===== Raw data

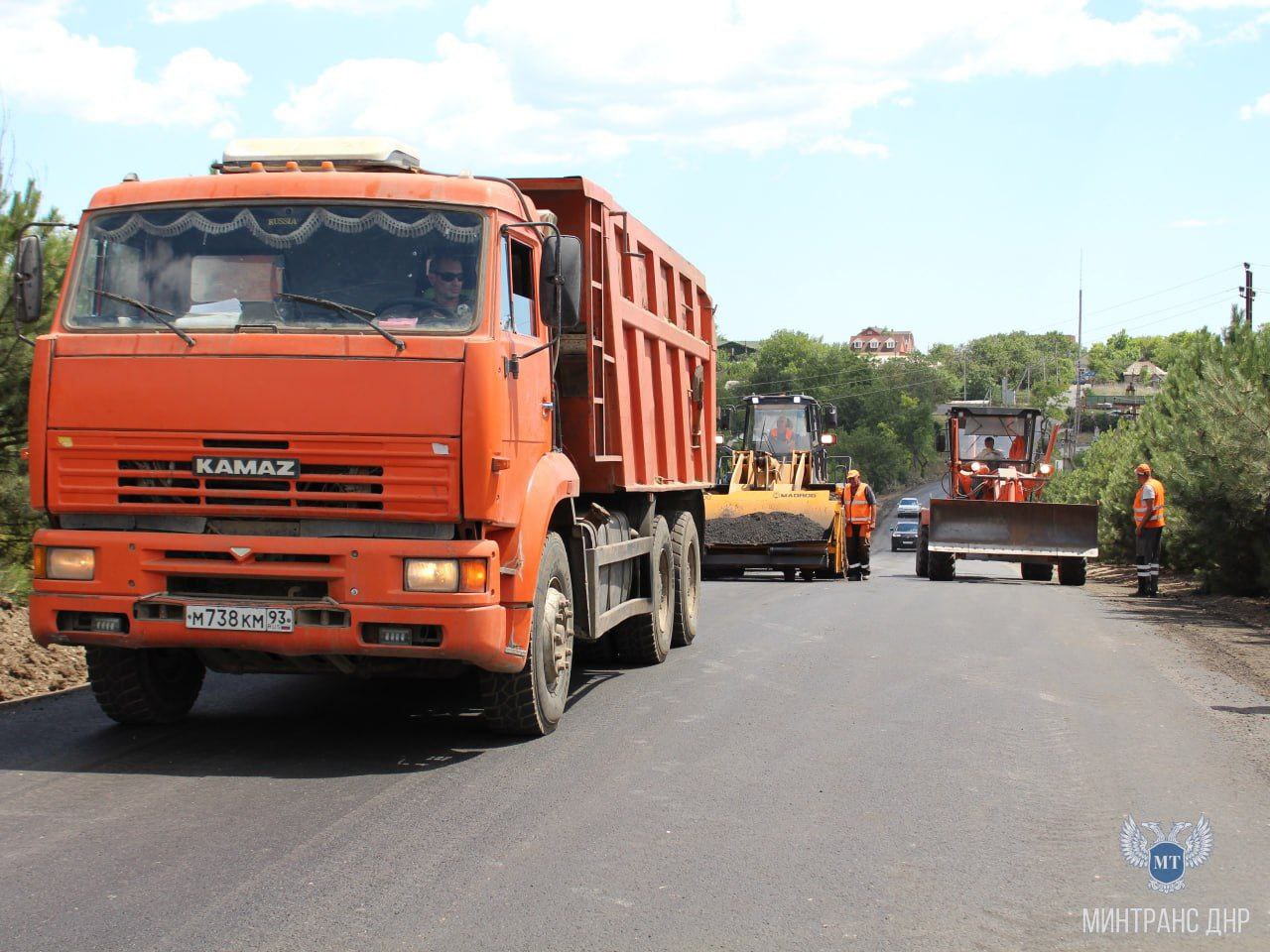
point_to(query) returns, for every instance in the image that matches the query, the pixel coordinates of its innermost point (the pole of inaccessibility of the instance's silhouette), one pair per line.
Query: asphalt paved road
(893, 765)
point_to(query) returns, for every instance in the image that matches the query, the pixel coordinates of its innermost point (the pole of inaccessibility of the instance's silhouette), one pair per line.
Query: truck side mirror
(562, 262)
(28, 280)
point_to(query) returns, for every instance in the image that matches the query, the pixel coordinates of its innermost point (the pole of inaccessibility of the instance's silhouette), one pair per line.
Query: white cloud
(1259, 108)
(1198, 222)
(202, 10)
(576, 77)
(49, 67)
(458, 107)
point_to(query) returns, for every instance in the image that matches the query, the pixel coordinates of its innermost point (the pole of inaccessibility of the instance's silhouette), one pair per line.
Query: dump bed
(638, 376)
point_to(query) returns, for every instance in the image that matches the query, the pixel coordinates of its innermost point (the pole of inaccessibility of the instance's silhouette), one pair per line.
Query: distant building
(739, 349)
(883, 343)
(1143, 375)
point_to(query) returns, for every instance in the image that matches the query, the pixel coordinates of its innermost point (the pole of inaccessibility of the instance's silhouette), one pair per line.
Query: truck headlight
(445, 575)
(431, 575)
(64, 563)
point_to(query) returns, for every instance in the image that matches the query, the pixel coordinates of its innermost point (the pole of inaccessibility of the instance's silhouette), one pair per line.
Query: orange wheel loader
(998, 462)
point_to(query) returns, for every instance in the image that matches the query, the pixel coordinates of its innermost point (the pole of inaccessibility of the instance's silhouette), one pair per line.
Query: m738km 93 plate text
(239, 619)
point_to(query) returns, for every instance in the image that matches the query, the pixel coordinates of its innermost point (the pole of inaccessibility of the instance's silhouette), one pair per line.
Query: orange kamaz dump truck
(322, 411)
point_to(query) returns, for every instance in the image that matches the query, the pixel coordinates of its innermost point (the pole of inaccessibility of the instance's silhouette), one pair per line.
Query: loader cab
(784, 424)
(996, 435)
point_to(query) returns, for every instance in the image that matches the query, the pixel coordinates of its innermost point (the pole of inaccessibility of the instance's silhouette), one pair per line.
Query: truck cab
(304, 414)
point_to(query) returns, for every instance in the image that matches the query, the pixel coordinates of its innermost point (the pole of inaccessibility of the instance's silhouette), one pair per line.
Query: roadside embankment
(26, 667)
(1229, 633)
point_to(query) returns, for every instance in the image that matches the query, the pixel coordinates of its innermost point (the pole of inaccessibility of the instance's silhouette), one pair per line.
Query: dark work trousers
(857, 551)
(1148, 560)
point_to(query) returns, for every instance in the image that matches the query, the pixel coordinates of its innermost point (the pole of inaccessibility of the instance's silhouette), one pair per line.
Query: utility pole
(1080, 350)
(1247, 294)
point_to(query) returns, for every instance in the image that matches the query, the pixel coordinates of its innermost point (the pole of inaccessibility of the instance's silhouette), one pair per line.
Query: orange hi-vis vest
(1139, 508)
(858, 511)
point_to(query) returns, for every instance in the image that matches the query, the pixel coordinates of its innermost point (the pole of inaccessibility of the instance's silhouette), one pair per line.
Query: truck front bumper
(349, 585)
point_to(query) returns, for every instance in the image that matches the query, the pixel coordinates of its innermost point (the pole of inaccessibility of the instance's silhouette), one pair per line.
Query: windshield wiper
(150, 311)
(366, 317)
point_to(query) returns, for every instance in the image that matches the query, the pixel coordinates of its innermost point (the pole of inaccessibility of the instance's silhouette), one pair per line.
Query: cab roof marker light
(339, 151)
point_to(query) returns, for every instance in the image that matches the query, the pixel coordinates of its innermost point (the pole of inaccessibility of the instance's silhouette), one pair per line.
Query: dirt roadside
(1229, 634)
(26, 667)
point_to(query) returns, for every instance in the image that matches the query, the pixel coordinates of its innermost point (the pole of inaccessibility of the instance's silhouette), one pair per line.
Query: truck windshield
(222, 267)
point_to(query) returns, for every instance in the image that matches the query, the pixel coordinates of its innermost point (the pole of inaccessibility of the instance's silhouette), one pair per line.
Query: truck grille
(318, 486)
(141, 472)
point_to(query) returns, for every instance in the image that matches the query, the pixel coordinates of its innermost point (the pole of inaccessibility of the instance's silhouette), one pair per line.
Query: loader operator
(1148, 516)
(781, 436)
(861, 507)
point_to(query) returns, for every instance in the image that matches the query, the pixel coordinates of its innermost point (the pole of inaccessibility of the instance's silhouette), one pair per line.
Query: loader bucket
(761, 518)
(974, 527)
(778, 529)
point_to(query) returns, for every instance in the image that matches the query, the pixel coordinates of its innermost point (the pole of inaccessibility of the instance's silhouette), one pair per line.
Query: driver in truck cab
(444, 301)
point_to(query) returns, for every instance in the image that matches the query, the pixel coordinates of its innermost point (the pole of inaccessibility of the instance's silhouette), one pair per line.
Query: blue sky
(931, 167)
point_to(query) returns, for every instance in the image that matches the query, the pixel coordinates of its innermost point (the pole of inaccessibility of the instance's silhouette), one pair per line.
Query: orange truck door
(530, 393)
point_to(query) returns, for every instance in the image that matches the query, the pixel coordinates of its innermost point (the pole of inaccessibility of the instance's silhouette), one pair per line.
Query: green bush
(1206, 435)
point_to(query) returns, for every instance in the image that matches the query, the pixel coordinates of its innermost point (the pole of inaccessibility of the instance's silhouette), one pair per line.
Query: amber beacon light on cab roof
(324, 411)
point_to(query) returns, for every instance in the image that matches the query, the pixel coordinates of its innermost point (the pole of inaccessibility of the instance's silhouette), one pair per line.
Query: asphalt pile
(763, 530)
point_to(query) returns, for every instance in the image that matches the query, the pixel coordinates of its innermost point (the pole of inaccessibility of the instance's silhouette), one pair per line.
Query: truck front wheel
(145, 684)
(531, 701)
(686, 549)
(645, 639)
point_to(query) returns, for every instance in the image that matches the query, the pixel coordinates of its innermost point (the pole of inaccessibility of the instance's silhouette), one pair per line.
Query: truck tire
(145, 684)
(645, 639)
(531, 701)
(686, 548)
(1037, 571)
(1071, 571)
(922, 556)
(942, 565)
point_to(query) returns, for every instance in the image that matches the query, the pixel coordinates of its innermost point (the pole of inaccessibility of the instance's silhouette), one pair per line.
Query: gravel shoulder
(30, 670)
(1229, 634)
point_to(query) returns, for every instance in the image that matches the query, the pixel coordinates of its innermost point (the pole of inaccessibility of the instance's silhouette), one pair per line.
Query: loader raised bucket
(1008, 531)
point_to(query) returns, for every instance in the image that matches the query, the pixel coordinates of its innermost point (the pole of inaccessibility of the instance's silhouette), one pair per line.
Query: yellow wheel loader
(775, 507)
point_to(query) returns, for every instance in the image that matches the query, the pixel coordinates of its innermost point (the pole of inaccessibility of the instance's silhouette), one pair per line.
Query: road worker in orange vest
(1148, 517)
(861, 515)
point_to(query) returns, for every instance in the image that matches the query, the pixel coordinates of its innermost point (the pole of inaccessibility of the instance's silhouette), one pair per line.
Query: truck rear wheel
(943, 566)
(686, 548)
(531, 701)
(145, 684)
(1071, 571)
(645, 639)
(1037, 571)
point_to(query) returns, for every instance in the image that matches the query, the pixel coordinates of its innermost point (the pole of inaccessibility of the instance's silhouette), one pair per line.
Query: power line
(1127, 321)
(1165, 291)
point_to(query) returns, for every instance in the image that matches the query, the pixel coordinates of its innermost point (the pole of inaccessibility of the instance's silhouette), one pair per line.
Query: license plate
(239, 619)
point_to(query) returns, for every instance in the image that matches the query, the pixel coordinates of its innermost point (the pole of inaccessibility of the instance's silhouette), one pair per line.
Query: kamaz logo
(244, 466)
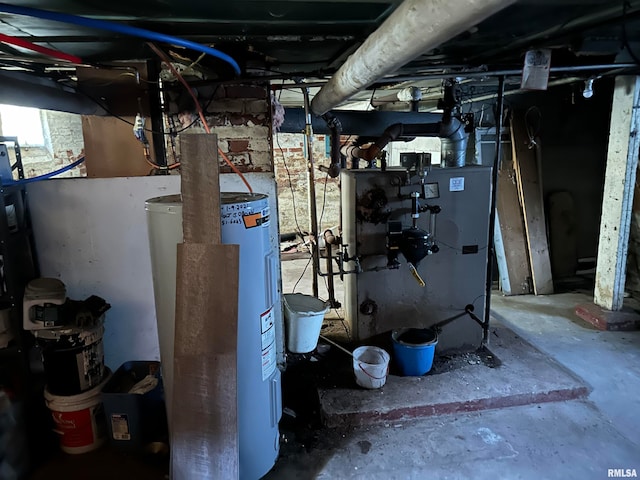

==========

- Given task
Locate every line in the rows above that contains the string "vest", and copy each of those lines. Matching is case-sensitive.

- Solution for this problem
Query: orange hi-vis vest
Query: road worker in orange vest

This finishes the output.